What is the CPU overhead of ZFS?

It's very small. It will vary depending on what checksum and compression algorithms you choose and it you enable deduplication. I have all 3 enables with the default options and rarely get my 16 cores to utilize more than 15% each. Keep in mind that compression and dedup also reduce the amount of data that you need to write so things actually endup happening faster at the expense of minor CPU utilization. CPUs are bloody fast nowadays.

Question 2

From what I learned, when ZFS updates files, it keeps the old file as snapshot, and write the updated part for the new version. However that would mean for each snapshot it keeps that require significant storage overhead. How much is this storage overhead? For example, suppose I have 2TB usable space, how much space can actually be used for the latest version of files one year later?

The snapshots store only a difference of what's changed. You only start seeing the snapshots take up space if you delete or modify existing data. For mail server that stores mail in plain text that would mean that only the deleted emails will result in overhead in the snapshots. If you accumulate have 1.5GB (after ZFS compression) of emails and 0.5GB were delete over time then you will be able to fit everything into your 2GB zpool no matter how many snapshots you made.

Given exercise A: Reproduce verbatim the part of the ZFS text that opens with the words containing "It's very small." and closes with "bloody fast nowadays.".
The ZFS text and the listing have nothing to do with each other.

Information provided:
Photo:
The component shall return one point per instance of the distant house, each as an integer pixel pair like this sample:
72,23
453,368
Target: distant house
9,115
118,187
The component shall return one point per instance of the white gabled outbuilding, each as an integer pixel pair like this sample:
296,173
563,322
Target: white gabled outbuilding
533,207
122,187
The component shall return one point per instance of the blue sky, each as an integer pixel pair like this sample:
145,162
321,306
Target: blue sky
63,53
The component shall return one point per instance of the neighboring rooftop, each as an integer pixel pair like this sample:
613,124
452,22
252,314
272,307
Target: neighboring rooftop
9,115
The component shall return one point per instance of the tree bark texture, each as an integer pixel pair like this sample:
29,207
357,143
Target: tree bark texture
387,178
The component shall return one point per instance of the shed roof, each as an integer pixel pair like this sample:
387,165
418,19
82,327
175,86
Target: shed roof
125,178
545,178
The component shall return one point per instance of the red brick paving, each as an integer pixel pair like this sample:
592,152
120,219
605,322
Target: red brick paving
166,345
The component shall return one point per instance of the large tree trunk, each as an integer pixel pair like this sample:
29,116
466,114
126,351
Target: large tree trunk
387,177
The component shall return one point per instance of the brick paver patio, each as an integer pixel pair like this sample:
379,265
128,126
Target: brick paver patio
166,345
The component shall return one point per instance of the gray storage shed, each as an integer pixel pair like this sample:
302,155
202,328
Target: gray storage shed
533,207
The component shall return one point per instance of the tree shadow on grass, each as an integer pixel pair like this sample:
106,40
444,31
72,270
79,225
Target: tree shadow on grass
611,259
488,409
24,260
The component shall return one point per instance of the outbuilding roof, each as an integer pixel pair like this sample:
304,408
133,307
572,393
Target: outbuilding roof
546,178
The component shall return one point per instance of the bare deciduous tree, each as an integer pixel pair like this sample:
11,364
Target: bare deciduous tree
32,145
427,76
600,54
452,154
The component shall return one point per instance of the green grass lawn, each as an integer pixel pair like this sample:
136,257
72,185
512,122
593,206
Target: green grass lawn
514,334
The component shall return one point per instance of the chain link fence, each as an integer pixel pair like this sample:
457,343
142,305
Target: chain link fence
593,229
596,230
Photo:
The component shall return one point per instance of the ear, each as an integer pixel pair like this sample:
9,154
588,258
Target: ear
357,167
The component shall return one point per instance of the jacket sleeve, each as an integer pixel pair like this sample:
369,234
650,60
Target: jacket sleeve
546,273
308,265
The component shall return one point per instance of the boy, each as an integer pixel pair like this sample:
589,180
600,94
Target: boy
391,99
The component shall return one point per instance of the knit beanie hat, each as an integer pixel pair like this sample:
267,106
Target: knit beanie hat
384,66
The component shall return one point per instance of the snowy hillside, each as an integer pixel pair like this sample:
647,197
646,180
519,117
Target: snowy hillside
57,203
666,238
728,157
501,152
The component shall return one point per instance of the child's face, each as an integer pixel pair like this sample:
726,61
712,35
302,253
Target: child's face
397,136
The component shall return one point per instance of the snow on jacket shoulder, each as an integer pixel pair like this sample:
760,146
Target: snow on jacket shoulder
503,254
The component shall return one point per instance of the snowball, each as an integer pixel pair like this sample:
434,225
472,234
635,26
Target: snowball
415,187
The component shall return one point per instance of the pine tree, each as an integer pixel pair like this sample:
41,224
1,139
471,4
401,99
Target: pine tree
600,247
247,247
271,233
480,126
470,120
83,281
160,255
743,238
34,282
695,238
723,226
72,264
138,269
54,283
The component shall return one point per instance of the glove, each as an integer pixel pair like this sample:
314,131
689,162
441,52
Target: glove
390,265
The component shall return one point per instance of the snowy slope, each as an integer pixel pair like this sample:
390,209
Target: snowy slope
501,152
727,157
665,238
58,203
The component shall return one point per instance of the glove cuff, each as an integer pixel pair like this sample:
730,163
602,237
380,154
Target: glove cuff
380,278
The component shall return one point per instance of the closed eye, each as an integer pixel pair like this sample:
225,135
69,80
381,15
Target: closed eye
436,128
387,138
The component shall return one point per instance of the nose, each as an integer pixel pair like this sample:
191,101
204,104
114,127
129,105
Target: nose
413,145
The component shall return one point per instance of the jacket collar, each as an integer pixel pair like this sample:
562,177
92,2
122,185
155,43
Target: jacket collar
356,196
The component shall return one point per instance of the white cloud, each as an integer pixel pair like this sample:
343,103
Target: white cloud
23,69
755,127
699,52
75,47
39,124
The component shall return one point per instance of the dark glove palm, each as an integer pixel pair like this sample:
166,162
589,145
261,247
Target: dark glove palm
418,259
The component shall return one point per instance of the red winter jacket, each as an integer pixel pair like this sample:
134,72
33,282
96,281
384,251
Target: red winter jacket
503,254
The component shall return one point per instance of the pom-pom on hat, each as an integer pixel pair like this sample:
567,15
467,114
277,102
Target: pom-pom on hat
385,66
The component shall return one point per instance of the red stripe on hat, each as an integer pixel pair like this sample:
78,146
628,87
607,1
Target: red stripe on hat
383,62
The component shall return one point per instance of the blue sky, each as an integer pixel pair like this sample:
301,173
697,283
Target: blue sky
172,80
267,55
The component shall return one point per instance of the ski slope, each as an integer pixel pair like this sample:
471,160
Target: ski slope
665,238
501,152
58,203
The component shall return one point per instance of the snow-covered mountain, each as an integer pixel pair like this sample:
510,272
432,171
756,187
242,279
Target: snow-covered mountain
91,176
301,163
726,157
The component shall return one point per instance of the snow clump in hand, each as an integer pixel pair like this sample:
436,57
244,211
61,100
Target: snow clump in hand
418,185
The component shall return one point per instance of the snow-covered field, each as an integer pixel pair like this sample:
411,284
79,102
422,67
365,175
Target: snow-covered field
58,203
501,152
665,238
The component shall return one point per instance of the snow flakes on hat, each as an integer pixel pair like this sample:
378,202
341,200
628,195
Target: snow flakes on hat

Given exercise B: Please rewrite the part of the listing that opens with the line containing "the snow clump" and runs through the end of the listing, swapping "component" for "module" and keeping everything else the same.

Exercise solution A:
It's very small. It will vary depending on what checksum and compression algorithms you choose and it you enable deduplication. I have all 3 enables with the default options and rarely get my 16 cores to utilize more than 15% each. Keep in mind that compression and dedup also reduce the amount of data that you need to write so things actually endup happening faster at the expense of minor CPU utilization. CPUs are bloody fast nowadays.

Exercise solution B:
The module shall return one point per instance of the snow clump in hand, each as an integer pixel pair like this sample:
436,57
244,211
61,100
Target: snow clump in hand
418,185
The module shall return one point per instance of the snow-covered field, each as an integer pixel pair like this sample:
411,284
79,102
422,67
365,175
Target: snow-covered field
58,203
501,152
665,238
The module shall return one point per instance of the snow flakes on hat, each as an integer pixel pair like this sample:
378,202
341,200
628,195
Target: snow flakes on hat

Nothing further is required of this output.